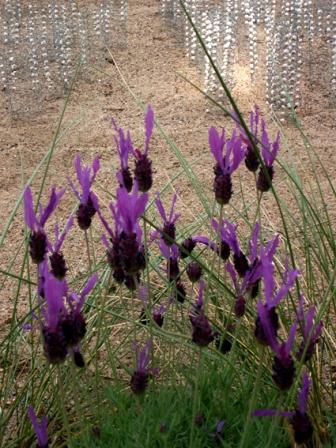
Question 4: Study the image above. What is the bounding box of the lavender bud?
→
[162,222,176,246]
[233,251,249,277]
[180,238,196,258]
[254,307,279,345]
[61,312,86,347]
[220,240,230,261]
[42,327,68,364]
[257,165,274,193]
[113,268,125,285]
[251,279,260,299]
[167,258,180,282]
[121,167,133,193]
[29,230,47,264]
[134,154,153,193]
[153,312,164,328]
[73,352,85,368]
[49,252,68,280]
[175,282,187,303]
[213,174,233,205]
[214,331,232,355]
[272,356,295,390]
[290,410,314,445]
[119,232,139,275]
[245,145,260,173]
[187,261,202,283]
[234,296,246,317]
[76,196,96,230]
[130,370,149,395]
[139,308,149,325]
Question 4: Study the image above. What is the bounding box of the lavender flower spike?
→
[189,280,215,347]
[28,404,48,448]
[155,193,181,246]
[69,154,100,230]
[296,296,323,362]
[257,120,280,192]
[133,106,154,193]
[240,106,260,173]
[23,187,65,264]
[209,127,244,205]
[130,341,158,395]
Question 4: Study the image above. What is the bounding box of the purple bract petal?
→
[298,372,311,414]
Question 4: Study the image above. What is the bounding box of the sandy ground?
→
[0,0,336,323]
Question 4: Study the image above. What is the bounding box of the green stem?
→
[239,347,264,448]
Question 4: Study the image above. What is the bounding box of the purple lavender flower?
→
[69,154,100,230]
[155,193,181,246]
[257,120,280,192]
[189,280,215,347]
[42,262,98,364]
[175,281,187,303]
[296,296,323,362]
[133,106,154,193]
[211,219,249,277]
[254,256,299,345]
[28,404,48,448]
[130,341,158,395]
[239,106,260,173]
[180,237,196,258]
[253,372,314,444]
[23,187,65,264]
[112,120,134,193]
[187,261,202,283]
[117,181,148,277]
[209,127,244,205]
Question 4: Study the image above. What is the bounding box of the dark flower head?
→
▬▬▬▬▬▬
Copy the whole listing above line for line, leaving out the pictures.

Question 4: Study the image above. What is the bounding box of the lavender bud?
→
[162,222,176,246]
[233,251,249,277]
[180,238,196,258]
[254,307,279,345]
[61,312,86,347]
[220,240,230,261]
[42,327,68,364]
[257,165,274,193]
[113,268,125,285]
[251,279,260,299]
[167,258,180,282]
[121,167,133,193]
[29,230,47,264]
[134,154,153,193]
[153,312,164,328]
[73,352,85,368]
[49,252,68,280]
[175,282,187,303]
[213,174,233,205]
[214,331,232,355]
[272,356,295,390]
[290,410,314,445]
[119,232,139,275]
[245,145,260,173]
[187,261,202,283]
[234,296,246,317]
[76,196,96,230]
[130,370,149,395]
[139,308,149,325]
Question 4: Study the image above. What is the bounding box of the lavender flower spike?
→
[189,280,215,347]
[28,404,48,448]
[155,193,181,246]
[69,154,100,230]
[296,296,323,362]
[257,120,280,192]
[133,106,154,193]
[240,106,260,173]
[23,187,65,264]
[209,127,244,205]
[130,341,158,395]
Question 4: Study the image above. What is the bounding box of the purple bract petal?
→
[298,372,311,414]
Question 4: Study the image above. What is the bounding box of the sandy ground?
→
[0,0,336,323]
Question 4: Study the image above. What is the bounding box of the green stem?
→
[239,347,264,448]
Question 4: Study the image above. What is the bounding box of the purple lavender flower?
→
[69,154,100,230]
[155,193,181,246]
[257,120,280,192]
[189,280,215,347]
[42,262,98,364]
[175,281,187,303]
[296,296,323,362]
[133,106,154,193]
[211,219,249,277]
[254,256,299,345]
[28,404,48,448]
[130,341,158,395]
[239,106,260,173]
[180,237,196,258]
[253,372,314,444]
[23,187,65,264]
[112,120,134,193]
[187,261,202,283]
[117,181,148,277]
[209,127,244,205]
Question 4: Study the image above. What is the bounding box of the dark flower head?
→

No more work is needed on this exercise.